▸ **To do**
Write out the entries, please, from the line containing "flooring as a single dot per instance." through their final line, exactly and with nothing else.

# # #

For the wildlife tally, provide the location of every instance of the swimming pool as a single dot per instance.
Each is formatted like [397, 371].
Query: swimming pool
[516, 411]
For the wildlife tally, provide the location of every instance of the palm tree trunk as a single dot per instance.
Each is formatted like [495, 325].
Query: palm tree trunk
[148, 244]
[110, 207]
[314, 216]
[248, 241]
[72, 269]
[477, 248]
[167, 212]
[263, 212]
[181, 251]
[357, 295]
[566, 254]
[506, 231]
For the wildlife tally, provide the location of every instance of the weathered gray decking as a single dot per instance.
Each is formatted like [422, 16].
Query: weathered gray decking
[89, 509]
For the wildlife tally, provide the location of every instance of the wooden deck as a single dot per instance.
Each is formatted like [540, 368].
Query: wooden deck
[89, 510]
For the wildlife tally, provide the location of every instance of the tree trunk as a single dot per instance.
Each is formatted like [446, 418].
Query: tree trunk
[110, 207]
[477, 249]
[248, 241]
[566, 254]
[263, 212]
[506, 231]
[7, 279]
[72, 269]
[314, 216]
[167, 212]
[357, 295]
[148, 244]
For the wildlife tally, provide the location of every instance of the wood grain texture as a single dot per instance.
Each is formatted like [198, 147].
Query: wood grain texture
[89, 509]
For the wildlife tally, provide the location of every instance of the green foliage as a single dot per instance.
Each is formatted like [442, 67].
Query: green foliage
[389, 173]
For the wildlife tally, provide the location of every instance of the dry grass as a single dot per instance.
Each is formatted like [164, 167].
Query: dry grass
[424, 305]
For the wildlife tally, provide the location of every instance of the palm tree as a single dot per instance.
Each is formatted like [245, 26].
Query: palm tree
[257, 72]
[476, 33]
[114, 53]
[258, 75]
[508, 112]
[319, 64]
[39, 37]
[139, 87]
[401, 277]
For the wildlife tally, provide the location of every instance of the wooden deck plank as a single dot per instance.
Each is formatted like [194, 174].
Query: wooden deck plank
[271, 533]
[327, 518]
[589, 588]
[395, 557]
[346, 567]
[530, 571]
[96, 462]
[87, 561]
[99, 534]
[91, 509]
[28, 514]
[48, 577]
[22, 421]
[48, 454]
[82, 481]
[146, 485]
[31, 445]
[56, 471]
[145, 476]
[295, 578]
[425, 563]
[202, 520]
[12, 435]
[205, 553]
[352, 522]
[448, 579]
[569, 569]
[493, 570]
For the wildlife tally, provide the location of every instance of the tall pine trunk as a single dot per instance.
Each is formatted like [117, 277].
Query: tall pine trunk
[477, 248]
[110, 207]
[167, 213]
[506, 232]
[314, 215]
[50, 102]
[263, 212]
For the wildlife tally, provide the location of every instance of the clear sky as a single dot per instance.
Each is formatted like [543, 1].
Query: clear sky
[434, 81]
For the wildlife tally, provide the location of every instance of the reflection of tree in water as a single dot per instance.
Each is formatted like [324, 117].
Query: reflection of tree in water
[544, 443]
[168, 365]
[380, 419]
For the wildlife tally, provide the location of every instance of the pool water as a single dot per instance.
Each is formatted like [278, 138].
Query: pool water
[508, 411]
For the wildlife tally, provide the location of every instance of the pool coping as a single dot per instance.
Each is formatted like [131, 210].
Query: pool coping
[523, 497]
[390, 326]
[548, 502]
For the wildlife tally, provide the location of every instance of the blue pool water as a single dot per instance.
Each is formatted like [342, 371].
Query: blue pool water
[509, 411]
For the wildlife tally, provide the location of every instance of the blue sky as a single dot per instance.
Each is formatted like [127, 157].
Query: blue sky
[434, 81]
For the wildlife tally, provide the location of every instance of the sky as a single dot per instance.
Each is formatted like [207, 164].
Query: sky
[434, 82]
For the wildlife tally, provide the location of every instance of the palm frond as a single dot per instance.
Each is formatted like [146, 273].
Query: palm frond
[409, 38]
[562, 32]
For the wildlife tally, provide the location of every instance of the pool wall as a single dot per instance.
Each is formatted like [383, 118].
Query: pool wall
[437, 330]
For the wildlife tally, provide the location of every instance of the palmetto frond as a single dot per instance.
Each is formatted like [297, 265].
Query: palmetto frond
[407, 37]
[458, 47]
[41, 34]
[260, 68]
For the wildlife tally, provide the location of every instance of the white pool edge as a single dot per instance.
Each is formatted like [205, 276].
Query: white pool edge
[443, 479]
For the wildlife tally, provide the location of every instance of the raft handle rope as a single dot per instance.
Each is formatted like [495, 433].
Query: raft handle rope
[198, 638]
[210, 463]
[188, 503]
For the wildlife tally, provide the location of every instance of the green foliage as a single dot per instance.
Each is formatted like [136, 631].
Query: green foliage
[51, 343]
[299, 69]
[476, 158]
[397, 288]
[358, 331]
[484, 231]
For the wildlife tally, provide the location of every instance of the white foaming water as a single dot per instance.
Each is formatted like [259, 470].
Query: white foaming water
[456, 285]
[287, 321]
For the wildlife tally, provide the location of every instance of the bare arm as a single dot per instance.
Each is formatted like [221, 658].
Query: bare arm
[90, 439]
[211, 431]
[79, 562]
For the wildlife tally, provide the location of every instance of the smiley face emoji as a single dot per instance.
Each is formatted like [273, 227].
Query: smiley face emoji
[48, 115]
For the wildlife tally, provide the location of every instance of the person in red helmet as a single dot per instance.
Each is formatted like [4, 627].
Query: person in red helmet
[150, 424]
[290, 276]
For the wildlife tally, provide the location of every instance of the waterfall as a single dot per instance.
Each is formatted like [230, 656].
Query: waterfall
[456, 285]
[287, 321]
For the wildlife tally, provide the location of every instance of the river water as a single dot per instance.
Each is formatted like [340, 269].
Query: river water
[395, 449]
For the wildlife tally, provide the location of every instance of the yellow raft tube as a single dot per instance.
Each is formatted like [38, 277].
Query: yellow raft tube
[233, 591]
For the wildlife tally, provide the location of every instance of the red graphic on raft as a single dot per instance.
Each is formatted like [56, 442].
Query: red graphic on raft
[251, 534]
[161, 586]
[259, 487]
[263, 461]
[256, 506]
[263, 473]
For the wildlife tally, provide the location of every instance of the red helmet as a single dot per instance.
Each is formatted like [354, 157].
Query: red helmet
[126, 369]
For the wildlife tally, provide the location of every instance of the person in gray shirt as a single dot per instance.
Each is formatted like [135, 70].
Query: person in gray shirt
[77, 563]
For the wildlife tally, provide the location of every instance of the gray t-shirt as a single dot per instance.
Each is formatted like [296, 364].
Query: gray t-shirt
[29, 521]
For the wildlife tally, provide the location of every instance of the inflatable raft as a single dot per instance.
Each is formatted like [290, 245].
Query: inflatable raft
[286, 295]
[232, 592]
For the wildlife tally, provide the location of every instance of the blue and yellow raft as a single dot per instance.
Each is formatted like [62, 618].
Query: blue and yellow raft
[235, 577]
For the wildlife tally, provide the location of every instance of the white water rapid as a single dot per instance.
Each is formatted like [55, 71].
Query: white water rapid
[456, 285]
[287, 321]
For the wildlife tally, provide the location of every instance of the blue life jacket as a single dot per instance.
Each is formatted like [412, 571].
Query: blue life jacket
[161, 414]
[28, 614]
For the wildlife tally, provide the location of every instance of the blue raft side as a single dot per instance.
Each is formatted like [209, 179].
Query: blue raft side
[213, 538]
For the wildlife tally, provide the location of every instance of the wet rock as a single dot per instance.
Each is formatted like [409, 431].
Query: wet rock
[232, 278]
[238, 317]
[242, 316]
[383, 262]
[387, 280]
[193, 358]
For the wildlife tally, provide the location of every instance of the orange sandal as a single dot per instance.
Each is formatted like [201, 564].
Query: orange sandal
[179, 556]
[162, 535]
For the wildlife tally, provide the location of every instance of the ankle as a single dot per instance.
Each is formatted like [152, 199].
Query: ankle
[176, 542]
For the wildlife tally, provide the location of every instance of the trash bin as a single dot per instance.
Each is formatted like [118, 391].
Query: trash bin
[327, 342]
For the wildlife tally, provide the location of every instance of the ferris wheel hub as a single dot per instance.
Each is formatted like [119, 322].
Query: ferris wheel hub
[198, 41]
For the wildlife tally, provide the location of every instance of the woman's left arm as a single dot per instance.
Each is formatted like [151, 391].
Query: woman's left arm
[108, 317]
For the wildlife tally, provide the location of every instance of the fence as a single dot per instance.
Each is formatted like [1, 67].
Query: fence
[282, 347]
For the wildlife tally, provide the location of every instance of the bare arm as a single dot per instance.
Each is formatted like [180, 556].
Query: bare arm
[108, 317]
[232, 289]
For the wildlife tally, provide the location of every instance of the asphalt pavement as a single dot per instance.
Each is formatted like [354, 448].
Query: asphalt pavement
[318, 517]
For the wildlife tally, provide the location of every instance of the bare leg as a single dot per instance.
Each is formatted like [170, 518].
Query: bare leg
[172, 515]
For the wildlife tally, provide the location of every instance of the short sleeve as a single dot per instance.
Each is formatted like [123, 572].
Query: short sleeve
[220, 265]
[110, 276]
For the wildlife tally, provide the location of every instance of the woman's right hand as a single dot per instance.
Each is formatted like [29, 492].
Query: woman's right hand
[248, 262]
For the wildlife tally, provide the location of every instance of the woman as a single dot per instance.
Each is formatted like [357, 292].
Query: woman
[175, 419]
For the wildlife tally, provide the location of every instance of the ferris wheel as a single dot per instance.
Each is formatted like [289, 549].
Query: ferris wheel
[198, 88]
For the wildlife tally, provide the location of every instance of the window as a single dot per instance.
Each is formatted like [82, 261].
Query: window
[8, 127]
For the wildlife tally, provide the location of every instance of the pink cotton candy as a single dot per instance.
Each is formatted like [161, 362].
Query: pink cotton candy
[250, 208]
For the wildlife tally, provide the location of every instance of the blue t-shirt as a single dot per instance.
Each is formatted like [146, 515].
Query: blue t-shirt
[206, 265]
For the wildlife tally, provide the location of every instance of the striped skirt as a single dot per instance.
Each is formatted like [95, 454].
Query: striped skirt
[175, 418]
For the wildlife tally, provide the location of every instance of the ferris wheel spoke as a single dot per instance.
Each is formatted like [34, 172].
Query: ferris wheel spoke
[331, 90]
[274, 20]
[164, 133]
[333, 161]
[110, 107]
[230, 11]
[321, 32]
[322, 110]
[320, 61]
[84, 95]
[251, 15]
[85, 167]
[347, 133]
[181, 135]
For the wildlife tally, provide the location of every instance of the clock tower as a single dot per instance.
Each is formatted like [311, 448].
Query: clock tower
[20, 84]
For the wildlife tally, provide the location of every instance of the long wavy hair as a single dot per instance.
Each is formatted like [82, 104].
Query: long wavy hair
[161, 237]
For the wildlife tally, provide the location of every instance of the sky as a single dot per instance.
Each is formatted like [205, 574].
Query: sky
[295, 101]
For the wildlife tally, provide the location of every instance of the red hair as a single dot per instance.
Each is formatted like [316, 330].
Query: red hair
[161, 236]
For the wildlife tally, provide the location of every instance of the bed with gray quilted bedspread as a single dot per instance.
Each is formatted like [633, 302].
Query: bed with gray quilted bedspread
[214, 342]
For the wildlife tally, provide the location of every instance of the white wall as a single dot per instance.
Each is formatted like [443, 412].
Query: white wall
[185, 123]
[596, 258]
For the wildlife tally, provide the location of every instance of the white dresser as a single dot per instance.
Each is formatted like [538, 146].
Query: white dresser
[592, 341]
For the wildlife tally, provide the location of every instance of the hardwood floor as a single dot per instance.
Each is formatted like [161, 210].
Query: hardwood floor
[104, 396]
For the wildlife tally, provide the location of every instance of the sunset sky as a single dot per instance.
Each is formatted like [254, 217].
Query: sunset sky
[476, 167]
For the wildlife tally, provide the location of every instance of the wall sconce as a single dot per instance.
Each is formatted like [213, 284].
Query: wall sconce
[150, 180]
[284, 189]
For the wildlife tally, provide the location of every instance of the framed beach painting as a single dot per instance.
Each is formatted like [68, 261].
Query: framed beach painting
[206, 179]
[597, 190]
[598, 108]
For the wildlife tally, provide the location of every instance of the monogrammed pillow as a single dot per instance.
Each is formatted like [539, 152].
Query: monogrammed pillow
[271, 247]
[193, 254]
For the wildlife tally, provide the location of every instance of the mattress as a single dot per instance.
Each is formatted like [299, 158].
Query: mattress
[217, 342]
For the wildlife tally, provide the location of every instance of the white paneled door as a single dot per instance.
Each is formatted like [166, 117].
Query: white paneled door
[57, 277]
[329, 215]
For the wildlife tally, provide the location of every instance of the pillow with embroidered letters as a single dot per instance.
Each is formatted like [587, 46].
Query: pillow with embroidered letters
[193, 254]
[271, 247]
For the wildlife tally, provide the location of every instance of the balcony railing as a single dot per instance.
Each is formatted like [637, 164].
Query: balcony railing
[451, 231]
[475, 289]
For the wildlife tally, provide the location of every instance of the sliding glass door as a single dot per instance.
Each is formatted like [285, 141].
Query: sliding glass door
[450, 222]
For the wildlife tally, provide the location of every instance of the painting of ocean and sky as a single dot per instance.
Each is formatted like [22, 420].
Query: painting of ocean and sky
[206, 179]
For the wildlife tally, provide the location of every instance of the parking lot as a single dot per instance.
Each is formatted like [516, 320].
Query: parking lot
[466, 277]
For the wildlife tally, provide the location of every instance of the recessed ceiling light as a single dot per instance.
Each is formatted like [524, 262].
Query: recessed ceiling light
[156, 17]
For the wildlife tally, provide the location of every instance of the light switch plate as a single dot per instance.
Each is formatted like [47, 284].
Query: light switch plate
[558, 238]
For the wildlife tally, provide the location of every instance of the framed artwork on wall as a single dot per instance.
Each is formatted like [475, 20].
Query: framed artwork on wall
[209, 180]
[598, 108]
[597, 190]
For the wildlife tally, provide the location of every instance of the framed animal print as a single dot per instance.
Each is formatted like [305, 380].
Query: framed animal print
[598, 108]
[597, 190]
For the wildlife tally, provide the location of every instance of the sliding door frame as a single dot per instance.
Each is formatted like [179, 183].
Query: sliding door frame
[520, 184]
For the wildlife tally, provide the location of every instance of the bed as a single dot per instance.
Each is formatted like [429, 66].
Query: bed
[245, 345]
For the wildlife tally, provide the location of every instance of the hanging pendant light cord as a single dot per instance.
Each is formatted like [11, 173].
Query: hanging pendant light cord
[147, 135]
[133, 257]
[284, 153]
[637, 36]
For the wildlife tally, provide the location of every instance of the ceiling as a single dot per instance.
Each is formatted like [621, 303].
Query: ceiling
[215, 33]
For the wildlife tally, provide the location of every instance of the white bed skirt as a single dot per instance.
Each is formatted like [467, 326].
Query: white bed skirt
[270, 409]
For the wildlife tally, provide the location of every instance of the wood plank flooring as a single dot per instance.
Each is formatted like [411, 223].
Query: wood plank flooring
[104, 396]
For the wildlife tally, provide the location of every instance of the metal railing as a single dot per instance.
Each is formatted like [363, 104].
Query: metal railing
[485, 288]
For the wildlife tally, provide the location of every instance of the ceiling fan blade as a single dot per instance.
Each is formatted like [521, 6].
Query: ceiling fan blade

# # #

▸ **Task response**
For the wildlife tally, provide the location of every instance of the wood plank flooring as a single dot per instance.
Each is formatted like [411, 223].
Query: wood plank flooring
[104, 396]
For the wildlife tally, provide the location of every instance of the metal railing as a single dot per instance.
Each is formatted like [363, 104].
Query: metal railing
[485, 288]
For the wildlife tally, provide the location of every instance of the ceiling fan blade as a single dot per instance.
Each is formatted like [521, 6].
Query: ceiling fan blade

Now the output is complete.